▶ **OPDRACHT 1**:
Vertaal de volgende zin uit de tekst over post-digitaal ontwerp in het Engels: "In een post-digitale communicatie wereld is het digitale platform niet meer het doel, maar slechts een tussenstop tussen ons en een ander tastbaar moment of object in de reële wereld."
▶ **OPDRACHT 2**:
Schrijf uit de tekst over post-digitaal ontwerp het gedeelte over dat begint bij "De taak voor" en eindigt bij "eigenlijk vooral Ja!".
▶ **OPDRACHT 3**:
Zet de tekst over visueel ontwerp en post-digitale communicatie voort na de laatste zin.

▶ **GESELECTEERDE TEKST**:
***

De taak voor de visuele ontwerper, als hij of zijn geen kennis van hardware, software of netwerken heeft lijkt daarmee gereduceerd tot het uitkiezen van de kleurtjes mag uitkiezen voor een kleurplaat. En dat kleuren dat doen de gebruikers tegenwoordig zelf wel. Vind je het gek dan gek dat ontwerpstudenten zich keren tegen deze universele en geformatteerde wereld en zich liever bezig houden met posters?
Nee dus, maar eigenlijk vooral Ja!
Post digitaal
En dit brengt me naar de term Post digitaal. In een post-digitale communicatie wereld is het digitale platform niet meer het doel, maar slechts een tussenstop tussen ons en een ander tastbaar moment of object in de reële wereld.

***

▶ **GEGEVENSDEEL**:
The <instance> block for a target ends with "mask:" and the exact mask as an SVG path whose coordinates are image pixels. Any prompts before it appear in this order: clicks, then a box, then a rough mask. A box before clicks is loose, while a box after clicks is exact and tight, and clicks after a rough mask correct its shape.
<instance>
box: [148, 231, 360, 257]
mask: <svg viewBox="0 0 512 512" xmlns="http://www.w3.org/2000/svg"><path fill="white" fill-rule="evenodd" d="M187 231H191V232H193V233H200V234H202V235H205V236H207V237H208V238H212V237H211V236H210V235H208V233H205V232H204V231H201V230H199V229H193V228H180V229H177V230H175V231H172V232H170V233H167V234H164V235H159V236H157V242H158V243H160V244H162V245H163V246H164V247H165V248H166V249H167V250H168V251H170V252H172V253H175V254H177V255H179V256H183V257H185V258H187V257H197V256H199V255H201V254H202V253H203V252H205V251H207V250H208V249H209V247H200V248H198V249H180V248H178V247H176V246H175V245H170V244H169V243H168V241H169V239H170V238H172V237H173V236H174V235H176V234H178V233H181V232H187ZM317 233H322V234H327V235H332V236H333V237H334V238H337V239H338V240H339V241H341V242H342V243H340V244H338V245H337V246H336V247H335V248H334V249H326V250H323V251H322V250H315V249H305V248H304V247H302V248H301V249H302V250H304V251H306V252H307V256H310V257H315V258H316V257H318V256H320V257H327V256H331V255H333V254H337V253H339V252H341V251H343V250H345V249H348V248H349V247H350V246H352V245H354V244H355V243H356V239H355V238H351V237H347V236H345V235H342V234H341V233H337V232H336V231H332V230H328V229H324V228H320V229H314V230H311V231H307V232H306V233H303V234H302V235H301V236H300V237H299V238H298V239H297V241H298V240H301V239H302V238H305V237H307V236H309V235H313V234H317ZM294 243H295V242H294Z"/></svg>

***

▶ **RESULTAAT OPDRACHT 1**:
In a post-digital communication world, the digital platform is no longer the goal, but merely a stopover between us and another tangible moment or object in the real world.

▶ **RESULTAAT OPDRACHT 2**:
De taak voor de visuele ontwerper, als hij of zijn geen kennis van hardware, software of netwerken heeft lijkt daarmee gereduceerd tot het uitkiezen van de kleurtjes mag uitkiezen voor een kleurplaat. En dat kleuren dat doen de gebruikers tegenwoordig zelf wel. Vind je het gek dan gek dat ontwerpstudenten zich keren tegen deze universele en geformatteerde wereld en zich liever bezig houden met posters?
Nee dus, maar eigenlijk vooral Ja!

▶ **RESULTAAT OPDRACHT 3**:
Post Digitaal als term wordt het eerst gebruikt in 2009, maar wordt vooral geassocieerd met een tegenbeweging tegen de techno-droom en de steeds ontastbaar wordende digitale mediacultuur. Het wijst naar een behoefte en erkenning van een fysieke wereld en het belang van zelf maken en een begrijpelijke analoge wereld en daarmee een idee van controle hebben een vrije uiting. Maar het is net zozeer een beweging die juist de computer binnendringt, de data en algoritmes bestudeert, analyseert en hackt – en daardoor digitale netwerken en data structuren blootlegt, verandert en publiek maakt.
Dat wil dus niet zeggen dat post-digitaal niet meer gebruik wil maken van die computer, van software, van sociale media. Integendeel, de post digitale communicatie bestaat uit de koppeling van alle structuren en platformen, digitale en analoge ervaringen en momenten die tezamen een verhaal vormen.
Het is dus enerzijds de structuur van de Cloud, Streams, Web 2.0 en 3.0, Real-Time, apps, memes en augmented reality. Het is anderzijds de wereld van fysieke, analoge objecten maar dan herontdekt vanuit een digitaal begrip.
Dus ja die poster, maar als onderdeel van een analoog-digitaal traject. De maker van dit traject, de ontwerper of beeldmaker, moet dus een visie ontwikkelen voor die duale structuur en kan zich niet alleen richten op het visuele object. Het ontwerp object is het hele traject.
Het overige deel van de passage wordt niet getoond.